- DOKUMENTTEXT -
━━━━━━━━━━━━━━━━
# Website online



## Heiland (18. Aug 2004)

Hi@all

Wie gesagt habe ich ein Pong Applet programmiert. Allerdings würde ich es gerne in ein Applikation konvertieren, was nur halbwegs geklappt hat! Das Applet sowie den sourcecode zu meinem konvertierungsversuch
kann man sich unter www.eggers-games.de runterladen! Es würde mich echt freuen, wenn sich jemand mit dem Problem beschäftigen würde! Vielen Dank nochmal für alle kompetenten Antworten!
Gruß JaVa


----------



## Grizzly (18. Aug 2004)

Frage: Was ist jetzt genau das Problem? ???:L


----------



## Heiland (18. Aug 2004)

Ich schaffe es nicht aus den sourcen des Pong-Applets eine Lauffähige Applikation zu erstellen.


----------



## Anubis (18. Aug 2004)

Problem gelöst! 
Hab es geschafft. Nur es blinkt noch fürchterlich. Vielleicht kann jemand auch dieses problem bewheben.


----------



## nekton (18. Aug 2004)

benutze einen doublebuffer. das flackern entsteht sehr warscheinlich dadurch, das die komponente zum teil "leer" dargestellt wird und nicht durchgaengig mit deinen eigenen pixeldaten.

http://www.google.de/search?hl=de&ie=UTF-8&q=double+buffering&btnG=Google-Suche&meta=


----------



## Heiland (18. Aug 2004)

Erst mal vielen Dank an Anubis!!! Hat er wirklich prima gelöst... bin halt wirklich noch nicht so erfahren. Das mit dem Doublebuffer mache ich grade. Werde den code dann natürlich für alle hochladen! Mit Danksagungen ;-)
JaVa


----------



## Anubis (18. Aug 2004)

Jo, das hat geholfen, aber jetzt ist die Steuerrung schlecht und außerdem nicht flüssig.


----------



## Heiland (18. Aug 2004)

Hi!

Ich habe es nicht fertig gebracht einen Double Buffer einzubauen. Was im Applet ein Kinderspiel war, wird hier zur mühseligen Arbeit. Ich glaube, Applikationen mögen micht nicht. Ich habe es zumindest schon soweit gebracht, das Flimmern wegzubekommen! Dann wird aber der Ball und alles andere nicht gelöscht und neu gezeichnet. Sondern man sieht dann die Ballbewegungslienien. Wie dem auch sein. Ich uploade jetzt mal den code von Anubis und mir. Vielleicht kann jemand damit was anfangen!

Gruß JaVa


----------



## Anubis (19. Aug 2004)

Nicht nötig. Double-Buffering habe ich schon drin. nur wie gesagt. Ist regiert jetzt die Steruerung fast bis gar nicht.
━━━━━━━━━━━━━━━━
- BEREITGESTELLTES MATERIAL -
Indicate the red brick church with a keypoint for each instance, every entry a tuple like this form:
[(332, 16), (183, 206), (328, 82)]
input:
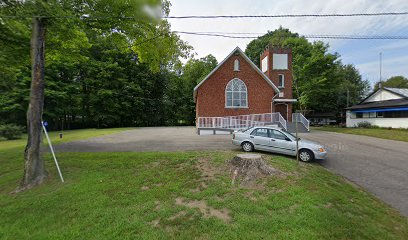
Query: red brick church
[(237, 87)]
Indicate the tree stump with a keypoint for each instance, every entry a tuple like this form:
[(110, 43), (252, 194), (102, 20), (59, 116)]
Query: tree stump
[(249, 167)]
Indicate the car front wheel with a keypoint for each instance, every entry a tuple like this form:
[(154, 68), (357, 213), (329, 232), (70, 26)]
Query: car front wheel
[(305, 155), (247, 147)]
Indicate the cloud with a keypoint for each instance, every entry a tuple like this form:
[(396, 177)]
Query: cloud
[(220, 47)]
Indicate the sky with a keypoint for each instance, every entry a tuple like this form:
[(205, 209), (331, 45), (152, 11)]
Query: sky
[(364, 54)]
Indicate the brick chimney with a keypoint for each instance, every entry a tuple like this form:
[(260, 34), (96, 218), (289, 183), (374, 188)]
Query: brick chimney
[(276, 63)]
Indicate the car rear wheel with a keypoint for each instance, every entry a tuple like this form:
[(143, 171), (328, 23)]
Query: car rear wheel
[(305, 155), (247, 147)]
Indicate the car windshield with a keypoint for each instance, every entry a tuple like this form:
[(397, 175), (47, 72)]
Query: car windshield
[(247, 129), (290, 135)]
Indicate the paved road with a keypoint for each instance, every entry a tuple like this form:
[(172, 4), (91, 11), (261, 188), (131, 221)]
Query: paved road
[(380, 166)]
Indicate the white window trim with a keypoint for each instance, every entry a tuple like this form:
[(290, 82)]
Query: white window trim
[(283, 78), (225, 93), (236, 65)]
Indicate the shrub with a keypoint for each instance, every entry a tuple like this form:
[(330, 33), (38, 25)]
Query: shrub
[(364, 125), (10, 131)]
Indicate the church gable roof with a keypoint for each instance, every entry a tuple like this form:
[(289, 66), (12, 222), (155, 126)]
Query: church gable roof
[(237, 49)]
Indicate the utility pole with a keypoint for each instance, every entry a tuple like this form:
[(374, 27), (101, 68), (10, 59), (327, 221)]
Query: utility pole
[(297, 138), (34, 169), (348, 97), (380, 67)]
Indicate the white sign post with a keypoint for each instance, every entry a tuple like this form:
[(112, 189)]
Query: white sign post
[(52, 151)]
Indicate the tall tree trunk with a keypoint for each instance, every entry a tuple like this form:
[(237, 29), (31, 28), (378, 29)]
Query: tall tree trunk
[(34, 170)]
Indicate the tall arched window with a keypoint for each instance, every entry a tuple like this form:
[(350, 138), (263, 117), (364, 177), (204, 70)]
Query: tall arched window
[(236, 65), (236, 95)]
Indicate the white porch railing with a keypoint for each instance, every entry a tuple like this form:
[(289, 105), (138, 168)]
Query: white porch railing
[(241, 121), (298, 117)]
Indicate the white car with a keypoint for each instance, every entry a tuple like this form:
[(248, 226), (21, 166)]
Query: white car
[(277, 140)]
━━━━━━━━━━━━━━━━
- DEINE AUFGABEN -
1. Beantworte zum Thread über das Pong-Applet folgende Fragen:
(a) Unter welcher Adresse lassen sich laut Heilands erstem Beitrag das Applet und der Quellcode herunterladen?
(b) Was empfiehlt nekton gegen das Flackern?
(c) Was ist zu sehen, nachdem Heiland das Flimmern beseitigt hat?
2. Schreibe den Thread über das Pong-Applet im Anschluss an den letzten Beitrag von Anubis weiter.

- LÖSUNGEN -
1.
(a) Unter www.eggers-games.de.
(b) Einen Doublebuffer zu benutzen.
(c) Ball und alles andere werden nicht gelöscht und neu gezeichnet, sodass man die Bewegungslinien des Balls sieht.

2.
----------



## Heiland (19. Aug 2004)

Könntest du mir den source zum double buffer nochmal schicken? würde mich interessieren wie du das gemacht hast!
Gruß JaVa


----------



## Anubis (19. Aug 2004)

Kann ich machen.


----------



## Heiland (19. Aug 2004)

Ich habs mit BufferedImage versucht. In der SampleThread Klasse. Einen neuen Grafik kontext habe ich auch erzeugt.

Allerdings kannte der Kompiler dann diverse Methoden nicht mehr wie getWidht() usw. Sehr komisch, naja, die EMail kennst du ja! 
Gruß JaVa

P.S.: webmaster@eggers-games.de geht auch!


----------



## Anubis (19. Aug 2004)

Habs dir gerade geschickt.


----------



## Heiland (19. Aug 2004)

Hi!

Komisch, die Steuerung funktioniert bei mir tadellos. Jetzt ist das Problem, dass der Ball sehr lahm ist. Wenn ich in der Ballklasse ball_speed x und y erhöhe dann entsteht ein ruckeln. Der Thread bewirkt da auch nichts mehr. Aber das stört recht wenig. Das nächste mal bau ich ein Spiel gleich in einer Applikation auf! Vielen Dank an alle, die mitgeholfen haben und sich dafür interessiert haben, besonders Anubis, der mir seine sources geschickt hat!

Werde das Spiel demnächst als download anbieten. 
Gruß JaVa


----------



## macfreakz (19. Aug 2004)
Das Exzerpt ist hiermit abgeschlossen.